▶ [Working data]
____________
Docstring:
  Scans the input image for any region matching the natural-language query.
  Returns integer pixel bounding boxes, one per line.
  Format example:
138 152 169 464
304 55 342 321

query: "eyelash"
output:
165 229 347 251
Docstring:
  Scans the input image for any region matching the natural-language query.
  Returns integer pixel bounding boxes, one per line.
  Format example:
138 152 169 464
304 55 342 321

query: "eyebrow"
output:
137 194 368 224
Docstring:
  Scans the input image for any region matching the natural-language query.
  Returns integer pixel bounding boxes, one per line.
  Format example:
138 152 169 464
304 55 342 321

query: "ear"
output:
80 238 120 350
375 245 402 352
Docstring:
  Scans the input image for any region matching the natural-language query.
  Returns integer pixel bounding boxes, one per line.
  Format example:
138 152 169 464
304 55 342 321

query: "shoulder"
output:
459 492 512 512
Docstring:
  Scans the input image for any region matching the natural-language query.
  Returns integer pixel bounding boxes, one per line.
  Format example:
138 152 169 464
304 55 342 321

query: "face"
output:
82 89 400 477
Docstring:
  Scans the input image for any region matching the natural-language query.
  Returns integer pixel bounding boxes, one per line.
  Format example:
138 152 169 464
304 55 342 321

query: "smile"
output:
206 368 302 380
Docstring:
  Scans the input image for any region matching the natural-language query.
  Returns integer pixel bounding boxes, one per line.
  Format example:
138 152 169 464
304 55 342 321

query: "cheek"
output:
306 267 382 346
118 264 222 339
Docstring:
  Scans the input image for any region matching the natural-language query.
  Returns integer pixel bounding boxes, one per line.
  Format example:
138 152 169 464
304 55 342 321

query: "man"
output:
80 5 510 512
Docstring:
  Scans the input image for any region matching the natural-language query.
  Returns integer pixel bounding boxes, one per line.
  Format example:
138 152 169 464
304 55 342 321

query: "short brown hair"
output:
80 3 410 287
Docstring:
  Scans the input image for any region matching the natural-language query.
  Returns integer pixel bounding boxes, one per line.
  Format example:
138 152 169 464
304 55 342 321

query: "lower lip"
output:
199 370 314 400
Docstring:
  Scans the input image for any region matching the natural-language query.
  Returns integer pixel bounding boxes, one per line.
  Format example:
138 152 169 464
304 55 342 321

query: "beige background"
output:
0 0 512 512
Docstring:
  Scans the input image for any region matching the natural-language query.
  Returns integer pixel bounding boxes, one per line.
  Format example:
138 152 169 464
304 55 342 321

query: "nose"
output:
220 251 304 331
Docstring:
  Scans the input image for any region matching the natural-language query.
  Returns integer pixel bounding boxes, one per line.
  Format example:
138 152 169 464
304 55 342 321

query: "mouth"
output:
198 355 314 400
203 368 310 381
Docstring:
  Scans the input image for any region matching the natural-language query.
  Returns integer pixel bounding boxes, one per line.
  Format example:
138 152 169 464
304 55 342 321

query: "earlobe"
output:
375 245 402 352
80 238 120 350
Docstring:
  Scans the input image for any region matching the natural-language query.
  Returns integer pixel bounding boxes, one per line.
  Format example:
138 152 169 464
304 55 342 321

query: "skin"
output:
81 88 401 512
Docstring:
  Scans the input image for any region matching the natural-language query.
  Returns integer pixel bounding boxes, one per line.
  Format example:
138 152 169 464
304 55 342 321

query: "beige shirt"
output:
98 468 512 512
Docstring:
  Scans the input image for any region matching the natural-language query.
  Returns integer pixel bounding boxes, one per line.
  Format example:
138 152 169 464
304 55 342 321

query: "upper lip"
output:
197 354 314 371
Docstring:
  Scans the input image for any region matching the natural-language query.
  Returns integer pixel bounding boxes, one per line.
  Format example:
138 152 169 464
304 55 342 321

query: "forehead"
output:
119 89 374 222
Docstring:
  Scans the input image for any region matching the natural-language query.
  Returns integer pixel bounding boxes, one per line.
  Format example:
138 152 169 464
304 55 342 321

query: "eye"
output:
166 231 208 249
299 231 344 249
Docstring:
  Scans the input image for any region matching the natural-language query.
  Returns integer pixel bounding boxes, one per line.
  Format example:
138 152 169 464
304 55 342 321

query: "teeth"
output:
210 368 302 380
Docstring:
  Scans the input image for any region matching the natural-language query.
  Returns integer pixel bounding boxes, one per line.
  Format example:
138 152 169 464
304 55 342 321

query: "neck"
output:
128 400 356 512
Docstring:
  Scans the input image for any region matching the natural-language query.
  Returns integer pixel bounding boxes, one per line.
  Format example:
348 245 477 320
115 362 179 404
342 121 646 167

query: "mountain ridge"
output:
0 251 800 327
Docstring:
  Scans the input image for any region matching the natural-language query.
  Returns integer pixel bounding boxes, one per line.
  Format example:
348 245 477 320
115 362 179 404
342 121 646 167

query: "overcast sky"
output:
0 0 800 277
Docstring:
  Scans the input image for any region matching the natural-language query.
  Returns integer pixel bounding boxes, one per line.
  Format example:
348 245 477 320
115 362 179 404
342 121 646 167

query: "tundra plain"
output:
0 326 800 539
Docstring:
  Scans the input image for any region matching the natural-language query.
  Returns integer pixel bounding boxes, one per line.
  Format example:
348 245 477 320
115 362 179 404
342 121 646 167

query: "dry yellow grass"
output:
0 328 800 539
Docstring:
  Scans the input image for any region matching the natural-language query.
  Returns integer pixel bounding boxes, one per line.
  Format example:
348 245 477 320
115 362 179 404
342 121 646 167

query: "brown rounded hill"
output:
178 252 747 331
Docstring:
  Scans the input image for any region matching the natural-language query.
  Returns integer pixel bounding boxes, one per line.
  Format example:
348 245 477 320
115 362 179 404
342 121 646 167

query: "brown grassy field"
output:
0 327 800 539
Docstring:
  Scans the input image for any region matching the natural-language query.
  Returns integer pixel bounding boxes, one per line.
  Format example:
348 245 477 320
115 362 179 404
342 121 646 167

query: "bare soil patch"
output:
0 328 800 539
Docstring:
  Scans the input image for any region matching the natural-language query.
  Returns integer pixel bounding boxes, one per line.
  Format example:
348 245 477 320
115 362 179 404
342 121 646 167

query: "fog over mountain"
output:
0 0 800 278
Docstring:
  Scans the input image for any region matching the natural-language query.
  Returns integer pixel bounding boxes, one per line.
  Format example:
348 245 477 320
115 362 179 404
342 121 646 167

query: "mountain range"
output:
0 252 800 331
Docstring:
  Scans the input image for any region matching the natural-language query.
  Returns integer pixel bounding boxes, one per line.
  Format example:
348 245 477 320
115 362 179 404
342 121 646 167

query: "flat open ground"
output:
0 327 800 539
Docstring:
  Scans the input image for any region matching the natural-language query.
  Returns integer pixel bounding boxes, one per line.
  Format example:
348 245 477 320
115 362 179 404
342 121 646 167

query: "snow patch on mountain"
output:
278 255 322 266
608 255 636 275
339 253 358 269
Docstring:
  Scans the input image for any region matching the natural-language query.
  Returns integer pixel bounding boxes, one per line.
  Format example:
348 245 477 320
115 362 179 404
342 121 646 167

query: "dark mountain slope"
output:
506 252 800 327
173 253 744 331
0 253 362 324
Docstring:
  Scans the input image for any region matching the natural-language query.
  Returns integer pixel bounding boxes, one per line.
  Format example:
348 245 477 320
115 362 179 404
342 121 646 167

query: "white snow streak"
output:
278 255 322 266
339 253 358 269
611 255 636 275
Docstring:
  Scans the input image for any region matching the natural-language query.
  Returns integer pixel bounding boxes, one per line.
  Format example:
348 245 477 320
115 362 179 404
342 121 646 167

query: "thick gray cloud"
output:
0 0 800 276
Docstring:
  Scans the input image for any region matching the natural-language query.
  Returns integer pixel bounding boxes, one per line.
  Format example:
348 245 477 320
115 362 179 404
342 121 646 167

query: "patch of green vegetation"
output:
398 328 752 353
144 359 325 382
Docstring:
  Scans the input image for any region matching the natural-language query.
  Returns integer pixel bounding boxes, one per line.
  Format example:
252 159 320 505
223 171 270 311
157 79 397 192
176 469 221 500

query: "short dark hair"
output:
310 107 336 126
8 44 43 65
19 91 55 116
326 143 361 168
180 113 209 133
____________
▶ [Set exercise]
Find every line in the listing that contains the string "snow", matching case exactly, and copy each of those lines.

▶ [Result of this task]
query: "snow patch on mountain"
query: "white snow streak"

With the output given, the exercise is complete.